Data to process:
──────────
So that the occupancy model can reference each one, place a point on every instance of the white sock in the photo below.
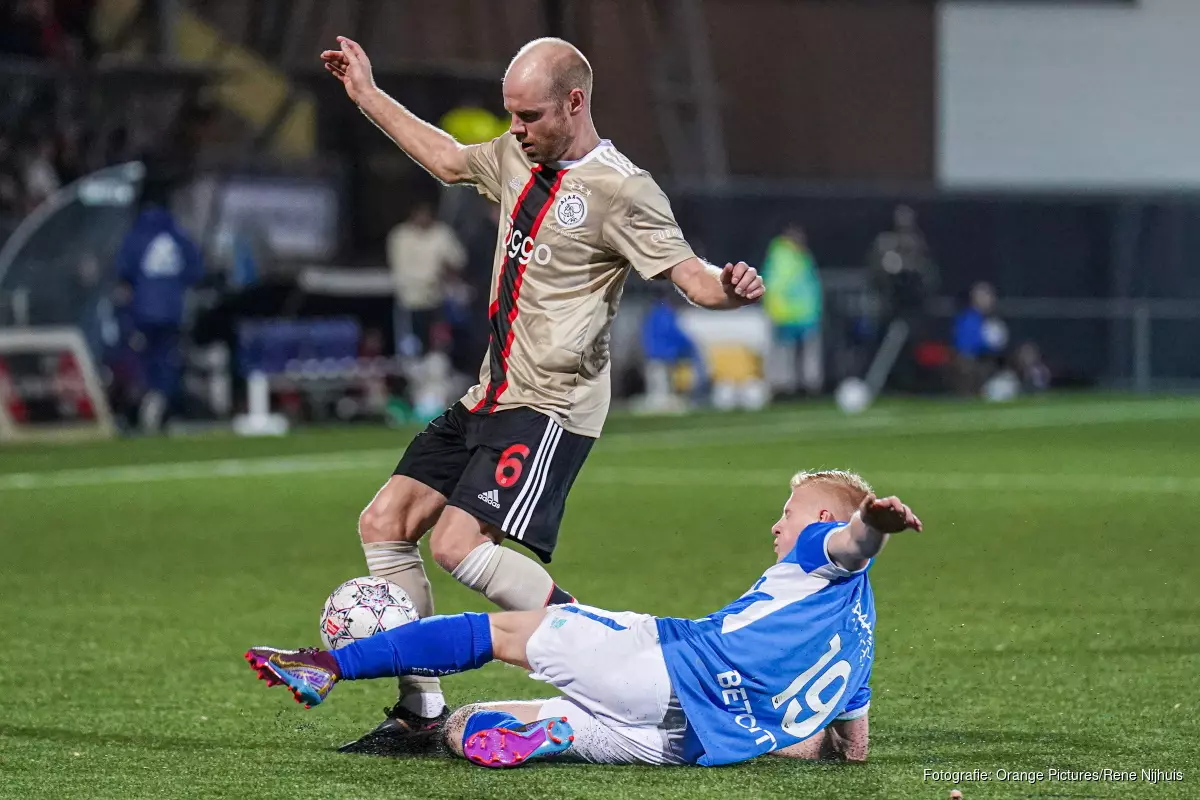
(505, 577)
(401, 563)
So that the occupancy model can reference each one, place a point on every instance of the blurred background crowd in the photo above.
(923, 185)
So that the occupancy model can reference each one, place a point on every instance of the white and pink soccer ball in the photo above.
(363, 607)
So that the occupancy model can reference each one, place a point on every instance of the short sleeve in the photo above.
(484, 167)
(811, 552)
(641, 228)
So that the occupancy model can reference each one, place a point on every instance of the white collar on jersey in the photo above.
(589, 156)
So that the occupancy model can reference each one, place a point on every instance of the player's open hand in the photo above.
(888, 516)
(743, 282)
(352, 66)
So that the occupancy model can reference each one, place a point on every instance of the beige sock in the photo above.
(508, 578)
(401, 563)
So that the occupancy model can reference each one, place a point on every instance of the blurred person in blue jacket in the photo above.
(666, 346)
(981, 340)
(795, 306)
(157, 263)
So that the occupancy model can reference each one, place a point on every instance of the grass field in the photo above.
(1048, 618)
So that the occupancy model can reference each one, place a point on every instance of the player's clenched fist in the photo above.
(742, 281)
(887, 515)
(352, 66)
──────────
Task brief: Copy the data character for character, but drop all pictures from the copy.

The result:
So that the occupancy model can reference each one, place a point on every instance of the white sock in the photo below.
(505, 577)
(401, 563)
So that the occupancy model can reference each one, place a point on every instance of the blurred background crowd in the photo above.
(923, 185)
So that the occupancy model can reference each one, place a point on every instance of the white and pink soccer ball in the photo above.
(363, 607)
So that the occupancy model can reference each one, place a point on every instance of the short sleeve in the photo above.
(484, 167)
(811, 552)
(641, 228)
So that the occupancy model can reference each one, place a point on every instance of the white collar on jersey in the photo above.
(589, 156)
So that the occupancy model can reference each one, place a point on every instance of the player's open hand in the photo above.
(888, 516)
(743, 282)
(352, 66)
So that the occupancy model can reference each one, place a point on every instance of the beige sock in the photo above.
(508, 578)
(401, 563)
So that the occupancy model can reference each one, place a point on every instance of the blurred person in blue jacket in the photo above.
(666, 346)
(981, 340)
(795, 306)
(157, 263)
So that the occupancy model can reference each one, place a point on every instance of the grass field in the photo above.
(1048, 618)
So that the occupancy model can reference each one, place a point on every instance of the player's clenched fist in the photo above.
(742, 281)
(887, 515)
(352, 66)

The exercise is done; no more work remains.